(DIRECTIONS FOR THIS TASK): Starting at the line that holds "windshield in the photo above.", restate every line word for word up to and including the last one in the listing below, and omit all pictures.

(Collected data)
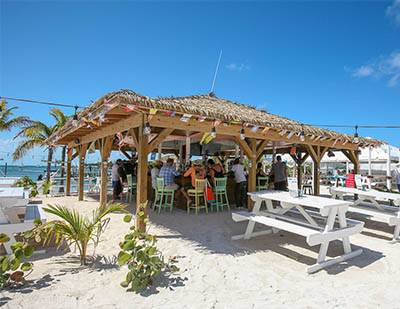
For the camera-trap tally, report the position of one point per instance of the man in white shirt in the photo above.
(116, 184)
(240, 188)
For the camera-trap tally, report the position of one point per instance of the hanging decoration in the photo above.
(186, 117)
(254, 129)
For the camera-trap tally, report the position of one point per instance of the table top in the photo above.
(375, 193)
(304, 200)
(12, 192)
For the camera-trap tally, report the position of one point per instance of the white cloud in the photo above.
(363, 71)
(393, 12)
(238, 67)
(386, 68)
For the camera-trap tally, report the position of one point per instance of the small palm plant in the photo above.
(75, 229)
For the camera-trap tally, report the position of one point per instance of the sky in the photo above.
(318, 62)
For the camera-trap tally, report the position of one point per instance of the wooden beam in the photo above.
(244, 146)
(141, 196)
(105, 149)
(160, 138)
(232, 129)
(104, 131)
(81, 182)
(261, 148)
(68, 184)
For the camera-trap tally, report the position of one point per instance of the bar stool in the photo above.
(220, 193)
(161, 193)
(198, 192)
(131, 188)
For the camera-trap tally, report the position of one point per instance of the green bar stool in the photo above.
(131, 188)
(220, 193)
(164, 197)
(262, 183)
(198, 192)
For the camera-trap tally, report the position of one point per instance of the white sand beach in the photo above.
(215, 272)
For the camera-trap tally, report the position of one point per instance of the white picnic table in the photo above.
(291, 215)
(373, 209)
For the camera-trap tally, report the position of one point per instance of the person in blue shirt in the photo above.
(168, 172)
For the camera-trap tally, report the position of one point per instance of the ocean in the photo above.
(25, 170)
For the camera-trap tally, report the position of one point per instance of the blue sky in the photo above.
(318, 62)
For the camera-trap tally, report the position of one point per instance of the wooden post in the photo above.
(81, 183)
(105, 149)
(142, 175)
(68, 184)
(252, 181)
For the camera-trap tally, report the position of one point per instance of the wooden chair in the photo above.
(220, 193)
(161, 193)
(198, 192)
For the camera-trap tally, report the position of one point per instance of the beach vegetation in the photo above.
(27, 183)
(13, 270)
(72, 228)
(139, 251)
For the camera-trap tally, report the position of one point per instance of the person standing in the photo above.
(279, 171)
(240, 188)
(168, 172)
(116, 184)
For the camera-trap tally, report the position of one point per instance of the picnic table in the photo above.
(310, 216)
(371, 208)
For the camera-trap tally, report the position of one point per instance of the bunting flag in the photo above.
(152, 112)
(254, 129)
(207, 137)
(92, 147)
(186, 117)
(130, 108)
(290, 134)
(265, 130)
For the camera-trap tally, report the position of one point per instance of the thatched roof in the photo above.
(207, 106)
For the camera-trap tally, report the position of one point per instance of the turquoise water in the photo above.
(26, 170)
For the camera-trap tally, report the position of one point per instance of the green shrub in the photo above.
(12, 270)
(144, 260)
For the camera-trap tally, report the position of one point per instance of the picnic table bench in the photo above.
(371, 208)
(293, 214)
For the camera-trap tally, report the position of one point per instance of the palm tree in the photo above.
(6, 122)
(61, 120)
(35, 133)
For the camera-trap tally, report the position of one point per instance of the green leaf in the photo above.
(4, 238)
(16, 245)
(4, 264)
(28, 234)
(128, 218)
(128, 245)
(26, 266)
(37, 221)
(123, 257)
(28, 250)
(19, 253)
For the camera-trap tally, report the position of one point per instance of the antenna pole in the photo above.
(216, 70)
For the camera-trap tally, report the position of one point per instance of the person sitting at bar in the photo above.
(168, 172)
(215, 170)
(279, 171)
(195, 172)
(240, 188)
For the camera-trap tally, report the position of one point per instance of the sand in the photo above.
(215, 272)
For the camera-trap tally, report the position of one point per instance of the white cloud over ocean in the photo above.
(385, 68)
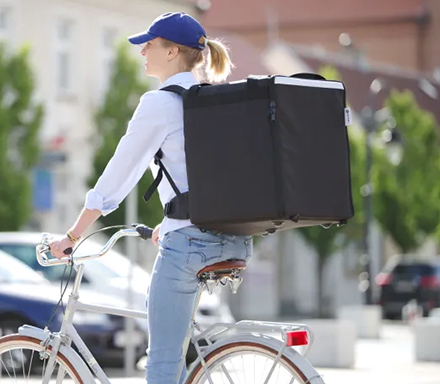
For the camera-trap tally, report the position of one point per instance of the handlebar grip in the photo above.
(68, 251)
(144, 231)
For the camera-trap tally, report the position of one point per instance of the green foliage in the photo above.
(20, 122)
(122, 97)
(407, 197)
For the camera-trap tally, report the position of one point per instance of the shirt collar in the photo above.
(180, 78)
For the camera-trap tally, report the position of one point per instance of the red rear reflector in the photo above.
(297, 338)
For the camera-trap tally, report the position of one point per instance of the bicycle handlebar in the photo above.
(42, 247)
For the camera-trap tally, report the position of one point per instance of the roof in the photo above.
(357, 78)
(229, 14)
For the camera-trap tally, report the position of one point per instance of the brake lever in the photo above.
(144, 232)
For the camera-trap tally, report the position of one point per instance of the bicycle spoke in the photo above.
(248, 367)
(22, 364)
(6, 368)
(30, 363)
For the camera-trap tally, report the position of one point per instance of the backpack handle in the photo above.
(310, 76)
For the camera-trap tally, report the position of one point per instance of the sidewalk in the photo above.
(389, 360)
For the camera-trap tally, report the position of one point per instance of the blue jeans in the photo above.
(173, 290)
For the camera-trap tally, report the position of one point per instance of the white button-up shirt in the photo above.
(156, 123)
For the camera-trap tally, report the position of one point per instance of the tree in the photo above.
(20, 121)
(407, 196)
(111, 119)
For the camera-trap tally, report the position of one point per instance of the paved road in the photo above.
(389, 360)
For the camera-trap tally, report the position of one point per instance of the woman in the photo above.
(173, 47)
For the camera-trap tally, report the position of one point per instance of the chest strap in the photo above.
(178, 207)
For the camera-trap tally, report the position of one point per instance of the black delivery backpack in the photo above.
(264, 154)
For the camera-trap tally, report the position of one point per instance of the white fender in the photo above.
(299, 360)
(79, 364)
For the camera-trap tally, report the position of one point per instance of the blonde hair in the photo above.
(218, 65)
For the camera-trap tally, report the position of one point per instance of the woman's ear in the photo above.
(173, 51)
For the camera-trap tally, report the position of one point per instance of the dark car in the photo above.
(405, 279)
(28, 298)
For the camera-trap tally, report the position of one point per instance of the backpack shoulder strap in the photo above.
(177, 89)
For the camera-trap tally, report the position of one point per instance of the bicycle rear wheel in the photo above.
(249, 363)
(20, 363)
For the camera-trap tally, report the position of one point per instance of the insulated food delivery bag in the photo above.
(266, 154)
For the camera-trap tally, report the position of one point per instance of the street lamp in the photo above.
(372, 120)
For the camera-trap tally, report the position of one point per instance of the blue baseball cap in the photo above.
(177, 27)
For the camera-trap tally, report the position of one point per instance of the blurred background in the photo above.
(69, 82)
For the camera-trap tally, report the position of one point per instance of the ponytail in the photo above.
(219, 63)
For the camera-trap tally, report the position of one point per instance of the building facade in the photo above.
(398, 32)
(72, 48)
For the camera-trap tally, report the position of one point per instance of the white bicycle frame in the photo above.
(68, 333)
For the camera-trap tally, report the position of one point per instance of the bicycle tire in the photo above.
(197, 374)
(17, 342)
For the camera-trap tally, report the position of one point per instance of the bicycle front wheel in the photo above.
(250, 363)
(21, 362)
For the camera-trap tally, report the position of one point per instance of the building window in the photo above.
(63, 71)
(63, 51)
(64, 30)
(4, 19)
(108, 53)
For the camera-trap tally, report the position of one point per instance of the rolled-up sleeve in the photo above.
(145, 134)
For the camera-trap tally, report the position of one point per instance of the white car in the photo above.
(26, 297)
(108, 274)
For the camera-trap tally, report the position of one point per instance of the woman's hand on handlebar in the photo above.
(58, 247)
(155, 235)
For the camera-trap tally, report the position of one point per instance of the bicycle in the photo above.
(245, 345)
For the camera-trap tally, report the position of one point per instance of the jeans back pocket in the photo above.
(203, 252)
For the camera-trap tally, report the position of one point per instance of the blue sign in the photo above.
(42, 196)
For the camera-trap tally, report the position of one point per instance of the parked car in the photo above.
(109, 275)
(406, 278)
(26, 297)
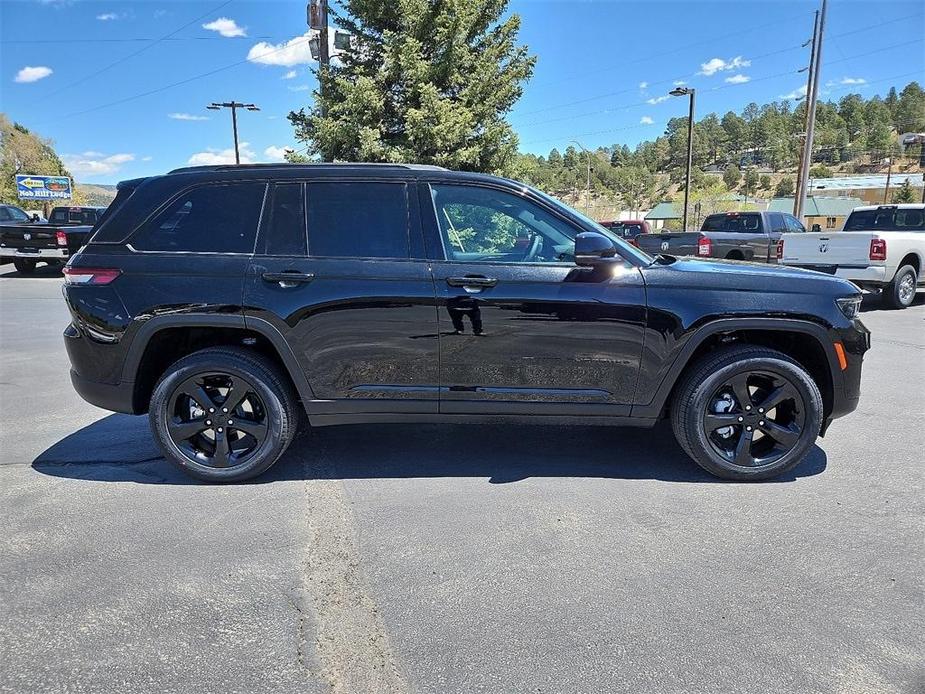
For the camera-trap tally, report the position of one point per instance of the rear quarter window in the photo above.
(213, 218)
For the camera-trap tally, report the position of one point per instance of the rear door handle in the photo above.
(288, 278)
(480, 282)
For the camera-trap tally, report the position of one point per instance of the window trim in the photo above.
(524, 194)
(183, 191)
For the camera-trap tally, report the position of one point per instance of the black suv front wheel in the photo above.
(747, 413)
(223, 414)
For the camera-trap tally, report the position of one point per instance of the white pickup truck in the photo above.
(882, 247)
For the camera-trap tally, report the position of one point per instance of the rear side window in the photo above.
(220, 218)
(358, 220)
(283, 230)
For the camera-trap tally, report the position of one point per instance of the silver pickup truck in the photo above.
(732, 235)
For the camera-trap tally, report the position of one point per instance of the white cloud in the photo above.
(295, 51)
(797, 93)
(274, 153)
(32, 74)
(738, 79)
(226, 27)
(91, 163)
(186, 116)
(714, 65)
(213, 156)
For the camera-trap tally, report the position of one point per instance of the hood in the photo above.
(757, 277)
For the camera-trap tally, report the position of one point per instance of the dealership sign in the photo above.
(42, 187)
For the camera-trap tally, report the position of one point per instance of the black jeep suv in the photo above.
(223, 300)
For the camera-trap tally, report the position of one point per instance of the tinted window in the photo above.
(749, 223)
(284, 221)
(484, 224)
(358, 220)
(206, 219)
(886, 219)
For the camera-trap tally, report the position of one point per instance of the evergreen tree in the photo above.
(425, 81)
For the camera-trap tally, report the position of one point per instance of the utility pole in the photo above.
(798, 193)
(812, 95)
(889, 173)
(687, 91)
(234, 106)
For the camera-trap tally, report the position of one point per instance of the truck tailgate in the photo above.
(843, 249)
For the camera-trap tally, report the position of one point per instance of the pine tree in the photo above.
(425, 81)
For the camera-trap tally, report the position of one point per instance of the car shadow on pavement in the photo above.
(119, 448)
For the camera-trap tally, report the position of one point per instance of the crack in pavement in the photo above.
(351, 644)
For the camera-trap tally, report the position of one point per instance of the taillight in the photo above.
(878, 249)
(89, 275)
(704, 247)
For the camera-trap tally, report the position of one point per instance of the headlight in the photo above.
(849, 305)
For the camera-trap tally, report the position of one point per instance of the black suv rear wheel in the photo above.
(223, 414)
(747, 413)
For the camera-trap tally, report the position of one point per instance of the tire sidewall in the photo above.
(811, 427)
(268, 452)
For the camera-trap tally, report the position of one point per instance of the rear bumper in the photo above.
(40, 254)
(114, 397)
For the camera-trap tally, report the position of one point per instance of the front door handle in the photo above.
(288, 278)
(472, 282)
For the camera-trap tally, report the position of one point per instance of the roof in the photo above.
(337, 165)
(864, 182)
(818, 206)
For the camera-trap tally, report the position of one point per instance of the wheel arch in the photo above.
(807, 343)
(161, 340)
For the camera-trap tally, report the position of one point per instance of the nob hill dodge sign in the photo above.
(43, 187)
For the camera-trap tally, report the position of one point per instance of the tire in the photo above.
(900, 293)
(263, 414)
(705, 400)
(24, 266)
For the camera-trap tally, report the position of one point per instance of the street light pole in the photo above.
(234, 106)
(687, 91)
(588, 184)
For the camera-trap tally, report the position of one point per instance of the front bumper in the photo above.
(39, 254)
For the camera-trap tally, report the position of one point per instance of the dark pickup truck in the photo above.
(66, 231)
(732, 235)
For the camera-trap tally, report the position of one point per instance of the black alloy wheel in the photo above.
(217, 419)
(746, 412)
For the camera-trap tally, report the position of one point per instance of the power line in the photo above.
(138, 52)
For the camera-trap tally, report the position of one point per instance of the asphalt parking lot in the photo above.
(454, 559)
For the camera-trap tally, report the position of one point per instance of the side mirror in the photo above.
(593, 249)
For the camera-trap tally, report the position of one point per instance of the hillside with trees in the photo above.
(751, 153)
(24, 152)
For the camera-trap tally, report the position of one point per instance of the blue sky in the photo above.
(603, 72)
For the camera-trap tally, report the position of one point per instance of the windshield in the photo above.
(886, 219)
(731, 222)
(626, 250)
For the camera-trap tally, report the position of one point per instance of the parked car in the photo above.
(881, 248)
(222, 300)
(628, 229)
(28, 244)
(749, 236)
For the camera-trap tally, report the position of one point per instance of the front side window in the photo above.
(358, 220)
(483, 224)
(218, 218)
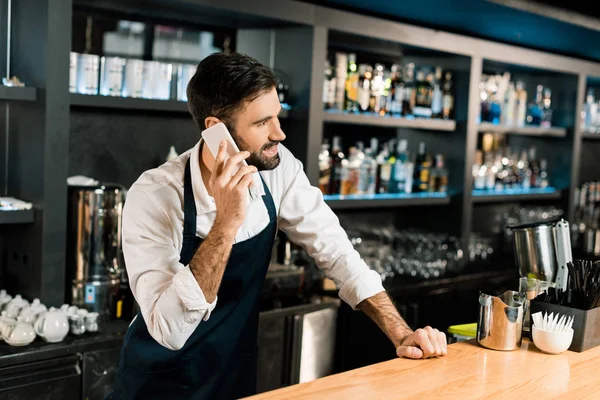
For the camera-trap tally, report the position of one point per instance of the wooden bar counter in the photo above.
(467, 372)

(FINAL ANSWER):
For the camera-trap tally, report the position of one point per instance of the windshield in the photo above.
(886, 219)
(731, 222)
(626, 250)
For the camera-trap tally, report the position of one point per instance of the parked car in the photo above.
(881, 248)
(222, 300)
(628, 229)
(28, 244)
(749, 236)
For the camera-trap tally, report the position of one point per instance of the front side window in the photo above.
(358, 220)
(483, 224)
(218, 218)
For the camera-trap tally, report the position of one point per instance of the wooden bar counter in the photo above.
(467, 372)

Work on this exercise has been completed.